[Extracted data entries]
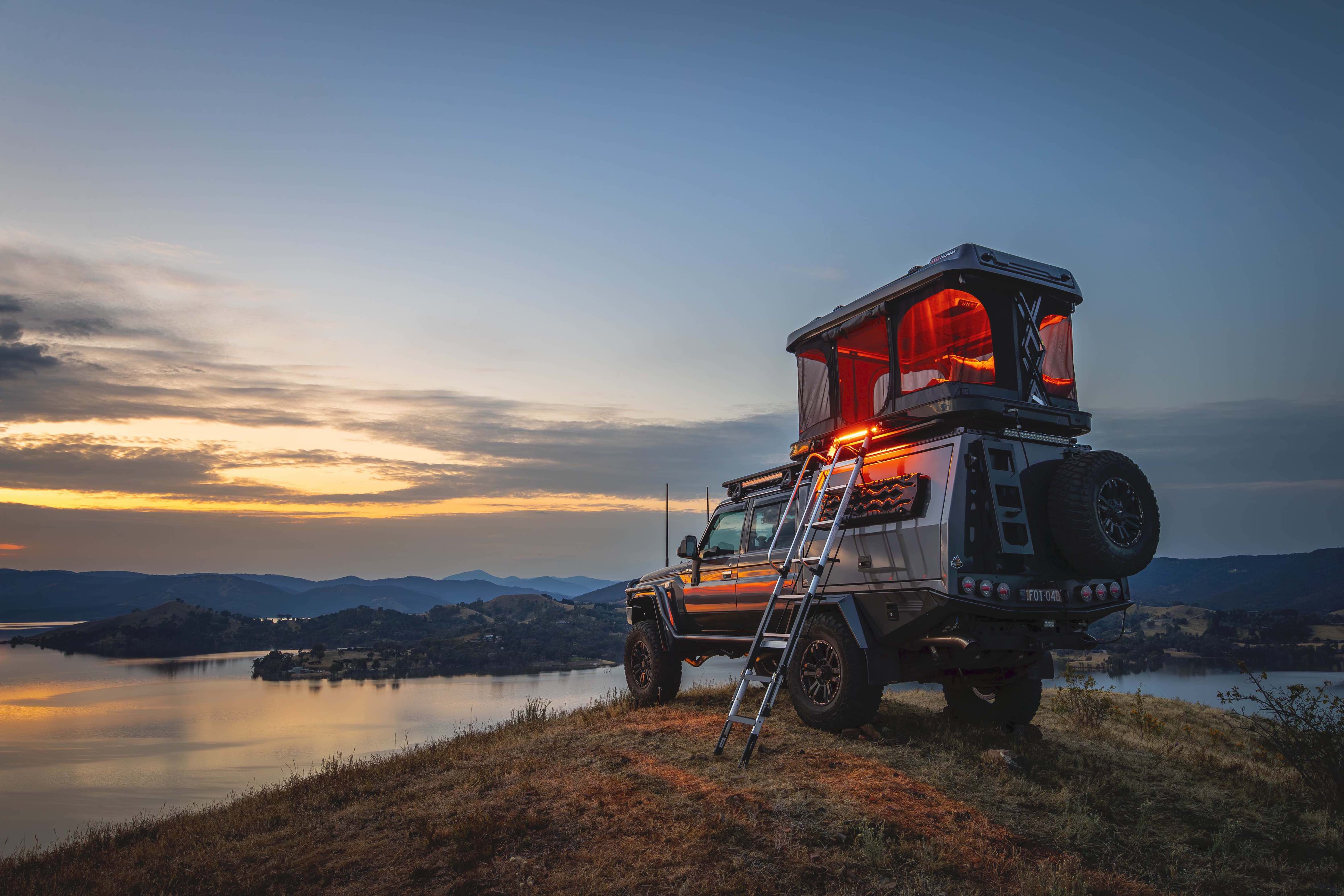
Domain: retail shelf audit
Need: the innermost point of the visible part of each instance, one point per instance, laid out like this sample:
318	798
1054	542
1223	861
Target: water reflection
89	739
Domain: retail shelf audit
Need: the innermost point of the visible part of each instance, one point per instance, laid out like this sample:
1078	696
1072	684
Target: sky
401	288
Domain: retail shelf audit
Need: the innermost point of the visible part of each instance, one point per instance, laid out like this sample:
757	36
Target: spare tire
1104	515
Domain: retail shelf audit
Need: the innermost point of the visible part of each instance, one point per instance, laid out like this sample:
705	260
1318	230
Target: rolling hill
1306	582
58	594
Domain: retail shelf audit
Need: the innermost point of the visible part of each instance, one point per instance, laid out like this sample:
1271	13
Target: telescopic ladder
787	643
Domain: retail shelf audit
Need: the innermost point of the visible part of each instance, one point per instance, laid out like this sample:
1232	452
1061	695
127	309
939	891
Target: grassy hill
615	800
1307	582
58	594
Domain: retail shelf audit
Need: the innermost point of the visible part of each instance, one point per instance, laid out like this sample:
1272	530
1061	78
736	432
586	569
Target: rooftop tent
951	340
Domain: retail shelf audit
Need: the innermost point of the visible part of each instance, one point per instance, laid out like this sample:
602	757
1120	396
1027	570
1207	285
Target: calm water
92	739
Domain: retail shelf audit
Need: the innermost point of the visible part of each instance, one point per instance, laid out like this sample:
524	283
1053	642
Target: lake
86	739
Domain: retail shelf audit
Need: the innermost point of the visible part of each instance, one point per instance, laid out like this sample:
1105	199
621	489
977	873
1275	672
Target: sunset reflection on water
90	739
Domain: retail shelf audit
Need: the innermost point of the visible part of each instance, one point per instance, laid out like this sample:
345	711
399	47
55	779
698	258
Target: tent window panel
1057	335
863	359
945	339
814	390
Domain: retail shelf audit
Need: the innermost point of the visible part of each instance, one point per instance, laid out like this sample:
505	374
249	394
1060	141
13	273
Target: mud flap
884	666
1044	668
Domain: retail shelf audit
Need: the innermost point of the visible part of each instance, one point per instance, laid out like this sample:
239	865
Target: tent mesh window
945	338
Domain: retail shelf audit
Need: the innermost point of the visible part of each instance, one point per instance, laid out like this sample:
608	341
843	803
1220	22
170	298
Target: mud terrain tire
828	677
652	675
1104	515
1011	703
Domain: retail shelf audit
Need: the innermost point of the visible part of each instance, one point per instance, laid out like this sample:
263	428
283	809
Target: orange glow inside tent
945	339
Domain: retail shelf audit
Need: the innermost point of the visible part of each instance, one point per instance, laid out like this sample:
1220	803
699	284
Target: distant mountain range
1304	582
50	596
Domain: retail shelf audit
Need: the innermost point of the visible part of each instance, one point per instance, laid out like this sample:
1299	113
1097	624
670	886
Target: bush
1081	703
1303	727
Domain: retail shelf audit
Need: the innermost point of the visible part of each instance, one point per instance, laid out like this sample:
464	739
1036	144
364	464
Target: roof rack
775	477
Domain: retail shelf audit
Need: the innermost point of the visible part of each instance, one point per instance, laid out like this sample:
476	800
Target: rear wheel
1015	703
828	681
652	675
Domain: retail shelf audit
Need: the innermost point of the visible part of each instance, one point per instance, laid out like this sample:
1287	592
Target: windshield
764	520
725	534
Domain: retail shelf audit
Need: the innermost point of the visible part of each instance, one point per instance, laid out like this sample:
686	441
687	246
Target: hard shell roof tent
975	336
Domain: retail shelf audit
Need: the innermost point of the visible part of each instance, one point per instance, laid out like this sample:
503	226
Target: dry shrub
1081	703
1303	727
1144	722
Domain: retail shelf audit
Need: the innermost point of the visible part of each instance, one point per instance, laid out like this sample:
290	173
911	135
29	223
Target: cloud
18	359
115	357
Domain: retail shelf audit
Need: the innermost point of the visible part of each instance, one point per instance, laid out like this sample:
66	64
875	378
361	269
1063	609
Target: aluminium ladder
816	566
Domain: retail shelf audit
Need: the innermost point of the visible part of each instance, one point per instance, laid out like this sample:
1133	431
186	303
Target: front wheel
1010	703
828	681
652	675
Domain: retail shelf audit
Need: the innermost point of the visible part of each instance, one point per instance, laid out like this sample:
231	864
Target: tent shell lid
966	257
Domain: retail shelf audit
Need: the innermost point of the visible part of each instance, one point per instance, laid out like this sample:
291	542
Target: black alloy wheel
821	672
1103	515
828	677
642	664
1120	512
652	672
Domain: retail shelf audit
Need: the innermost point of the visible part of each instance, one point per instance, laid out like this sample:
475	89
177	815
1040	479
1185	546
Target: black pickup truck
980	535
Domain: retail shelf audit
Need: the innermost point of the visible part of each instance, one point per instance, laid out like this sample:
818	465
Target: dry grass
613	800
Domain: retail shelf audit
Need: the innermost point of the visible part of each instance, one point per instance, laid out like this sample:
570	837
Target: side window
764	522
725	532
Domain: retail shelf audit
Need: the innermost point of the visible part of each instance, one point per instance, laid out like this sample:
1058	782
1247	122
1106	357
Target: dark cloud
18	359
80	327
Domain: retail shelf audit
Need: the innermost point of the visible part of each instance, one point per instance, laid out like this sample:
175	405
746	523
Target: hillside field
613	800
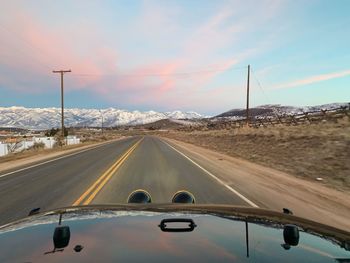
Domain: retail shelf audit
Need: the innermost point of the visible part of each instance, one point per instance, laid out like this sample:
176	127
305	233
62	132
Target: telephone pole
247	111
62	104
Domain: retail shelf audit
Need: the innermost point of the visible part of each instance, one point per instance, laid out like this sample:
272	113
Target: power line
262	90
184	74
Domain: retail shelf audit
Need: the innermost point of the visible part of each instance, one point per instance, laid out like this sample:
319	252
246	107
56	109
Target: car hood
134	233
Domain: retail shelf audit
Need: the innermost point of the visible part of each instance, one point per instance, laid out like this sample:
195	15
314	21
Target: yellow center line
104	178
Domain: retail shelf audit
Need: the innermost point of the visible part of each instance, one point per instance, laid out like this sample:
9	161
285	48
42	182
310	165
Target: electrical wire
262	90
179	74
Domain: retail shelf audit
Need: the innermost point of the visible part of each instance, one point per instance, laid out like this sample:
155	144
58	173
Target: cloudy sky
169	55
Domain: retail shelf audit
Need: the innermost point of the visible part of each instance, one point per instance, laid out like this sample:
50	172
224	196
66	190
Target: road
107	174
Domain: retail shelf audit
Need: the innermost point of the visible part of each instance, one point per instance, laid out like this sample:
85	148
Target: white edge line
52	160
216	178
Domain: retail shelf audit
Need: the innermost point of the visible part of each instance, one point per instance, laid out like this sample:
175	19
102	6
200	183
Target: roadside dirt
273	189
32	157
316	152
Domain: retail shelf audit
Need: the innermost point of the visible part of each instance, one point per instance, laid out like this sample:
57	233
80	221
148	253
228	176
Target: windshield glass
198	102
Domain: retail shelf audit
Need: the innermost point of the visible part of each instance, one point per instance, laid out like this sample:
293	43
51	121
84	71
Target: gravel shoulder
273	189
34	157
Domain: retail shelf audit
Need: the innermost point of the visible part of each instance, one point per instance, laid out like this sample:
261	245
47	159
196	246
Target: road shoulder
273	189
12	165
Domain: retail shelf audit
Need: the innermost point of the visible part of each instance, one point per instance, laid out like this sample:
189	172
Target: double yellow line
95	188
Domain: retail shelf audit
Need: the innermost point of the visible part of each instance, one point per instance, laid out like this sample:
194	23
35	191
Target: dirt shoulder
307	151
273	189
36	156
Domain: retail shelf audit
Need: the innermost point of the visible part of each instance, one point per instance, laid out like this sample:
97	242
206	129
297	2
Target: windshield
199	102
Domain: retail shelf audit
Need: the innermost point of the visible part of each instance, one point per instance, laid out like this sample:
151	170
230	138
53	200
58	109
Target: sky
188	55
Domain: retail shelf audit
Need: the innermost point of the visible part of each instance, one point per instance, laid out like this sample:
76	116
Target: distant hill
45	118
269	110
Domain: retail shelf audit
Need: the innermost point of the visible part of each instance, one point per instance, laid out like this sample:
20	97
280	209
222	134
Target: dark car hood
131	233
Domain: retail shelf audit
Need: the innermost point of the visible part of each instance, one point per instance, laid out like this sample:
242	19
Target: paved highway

==

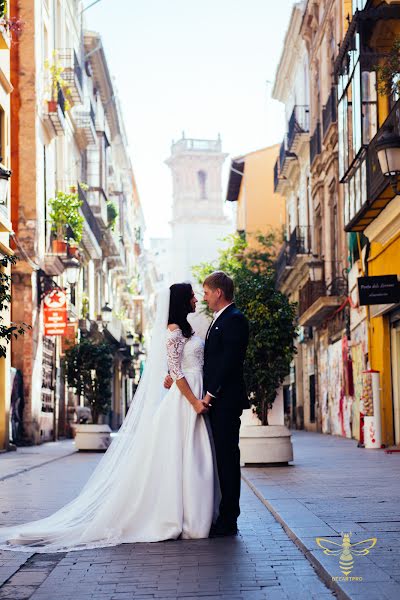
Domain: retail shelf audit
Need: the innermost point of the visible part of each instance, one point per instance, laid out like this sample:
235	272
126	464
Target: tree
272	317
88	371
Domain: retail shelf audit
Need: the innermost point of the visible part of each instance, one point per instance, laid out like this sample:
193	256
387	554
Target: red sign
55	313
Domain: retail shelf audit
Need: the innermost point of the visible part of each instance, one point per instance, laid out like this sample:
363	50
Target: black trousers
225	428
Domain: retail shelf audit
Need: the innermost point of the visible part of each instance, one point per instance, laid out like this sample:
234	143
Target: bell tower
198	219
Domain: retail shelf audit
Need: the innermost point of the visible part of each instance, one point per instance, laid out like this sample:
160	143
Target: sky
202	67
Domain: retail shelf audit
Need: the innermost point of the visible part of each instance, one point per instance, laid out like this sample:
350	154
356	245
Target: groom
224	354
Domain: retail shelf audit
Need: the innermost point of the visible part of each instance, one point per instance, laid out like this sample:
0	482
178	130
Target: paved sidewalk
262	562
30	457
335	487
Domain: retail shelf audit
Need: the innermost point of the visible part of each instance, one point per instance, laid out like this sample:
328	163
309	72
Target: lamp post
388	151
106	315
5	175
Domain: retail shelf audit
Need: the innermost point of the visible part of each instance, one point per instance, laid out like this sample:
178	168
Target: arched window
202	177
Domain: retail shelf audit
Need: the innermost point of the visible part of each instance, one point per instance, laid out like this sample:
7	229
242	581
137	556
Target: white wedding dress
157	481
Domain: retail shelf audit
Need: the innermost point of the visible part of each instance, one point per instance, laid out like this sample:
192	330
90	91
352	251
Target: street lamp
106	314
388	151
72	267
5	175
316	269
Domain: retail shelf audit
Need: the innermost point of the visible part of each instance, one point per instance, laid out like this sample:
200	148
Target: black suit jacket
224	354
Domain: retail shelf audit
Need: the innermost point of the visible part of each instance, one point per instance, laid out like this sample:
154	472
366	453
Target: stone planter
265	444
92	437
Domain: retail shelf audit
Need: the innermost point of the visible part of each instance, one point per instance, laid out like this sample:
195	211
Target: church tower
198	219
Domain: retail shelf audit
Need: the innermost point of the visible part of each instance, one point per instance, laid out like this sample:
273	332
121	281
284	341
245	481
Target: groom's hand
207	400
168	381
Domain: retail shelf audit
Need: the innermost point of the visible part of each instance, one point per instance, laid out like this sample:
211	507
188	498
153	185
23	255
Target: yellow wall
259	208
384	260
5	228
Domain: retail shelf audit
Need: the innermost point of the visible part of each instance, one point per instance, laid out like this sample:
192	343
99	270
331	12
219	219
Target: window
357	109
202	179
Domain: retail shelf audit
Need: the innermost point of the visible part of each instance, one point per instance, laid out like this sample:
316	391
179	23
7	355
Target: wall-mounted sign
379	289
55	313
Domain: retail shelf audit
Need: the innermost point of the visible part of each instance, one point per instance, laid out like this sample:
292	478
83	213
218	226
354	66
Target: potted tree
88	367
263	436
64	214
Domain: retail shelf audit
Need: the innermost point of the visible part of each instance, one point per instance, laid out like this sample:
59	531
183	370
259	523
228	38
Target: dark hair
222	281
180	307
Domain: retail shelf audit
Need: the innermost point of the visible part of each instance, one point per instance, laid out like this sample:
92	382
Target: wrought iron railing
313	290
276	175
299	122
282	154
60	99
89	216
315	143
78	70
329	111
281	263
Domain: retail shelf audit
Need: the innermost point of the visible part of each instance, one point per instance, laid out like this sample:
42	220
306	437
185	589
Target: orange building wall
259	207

* * *

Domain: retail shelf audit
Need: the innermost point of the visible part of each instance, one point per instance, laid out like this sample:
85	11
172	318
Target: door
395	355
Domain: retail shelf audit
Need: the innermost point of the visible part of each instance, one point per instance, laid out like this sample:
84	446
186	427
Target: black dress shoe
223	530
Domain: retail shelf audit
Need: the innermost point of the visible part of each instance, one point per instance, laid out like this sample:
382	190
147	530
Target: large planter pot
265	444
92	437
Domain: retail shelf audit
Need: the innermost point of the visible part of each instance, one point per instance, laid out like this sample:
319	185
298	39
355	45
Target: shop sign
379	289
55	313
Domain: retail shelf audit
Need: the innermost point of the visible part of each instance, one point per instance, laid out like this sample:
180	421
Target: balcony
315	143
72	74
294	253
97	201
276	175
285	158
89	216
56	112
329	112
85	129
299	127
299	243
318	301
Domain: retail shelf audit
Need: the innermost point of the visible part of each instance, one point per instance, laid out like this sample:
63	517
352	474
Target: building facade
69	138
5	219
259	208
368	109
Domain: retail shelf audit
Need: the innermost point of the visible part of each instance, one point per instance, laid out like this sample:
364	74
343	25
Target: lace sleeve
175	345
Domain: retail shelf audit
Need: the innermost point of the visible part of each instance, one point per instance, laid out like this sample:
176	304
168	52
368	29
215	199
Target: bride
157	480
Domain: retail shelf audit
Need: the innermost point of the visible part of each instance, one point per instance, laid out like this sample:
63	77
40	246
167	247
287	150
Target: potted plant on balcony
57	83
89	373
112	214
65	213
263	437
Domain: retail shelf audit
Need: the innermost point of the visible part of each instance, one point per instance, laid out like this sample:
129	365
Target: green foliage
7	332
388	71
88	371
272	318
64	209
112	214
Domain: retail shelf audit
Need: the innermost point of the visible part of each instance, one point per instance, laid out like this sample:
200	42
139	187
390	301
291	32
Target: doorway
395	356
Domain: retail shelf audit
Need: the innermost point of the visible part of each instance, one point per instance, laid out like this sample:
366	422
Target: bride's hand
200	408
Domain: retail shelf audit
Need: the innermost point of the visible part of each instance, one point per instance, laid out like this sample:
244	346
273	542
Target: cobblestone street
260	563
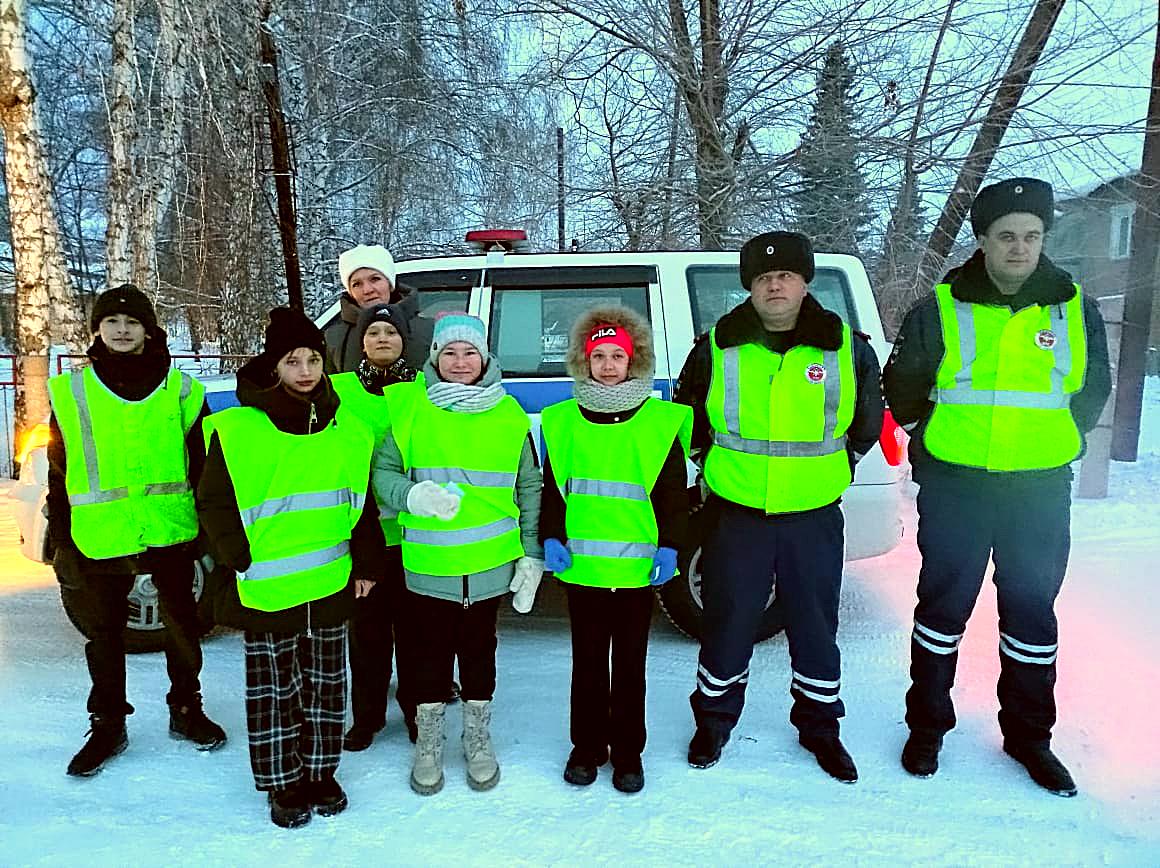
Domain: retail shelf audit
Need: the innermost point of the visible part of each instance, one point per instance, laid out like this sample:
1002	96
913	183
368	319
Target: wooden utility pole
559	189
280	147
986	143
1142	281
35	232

• What the task requires
Find each line in the items above that contains the word "building" and copy it out. The match is case-sensitive.

• Exercise output
Target: orange building wall
Target: building facade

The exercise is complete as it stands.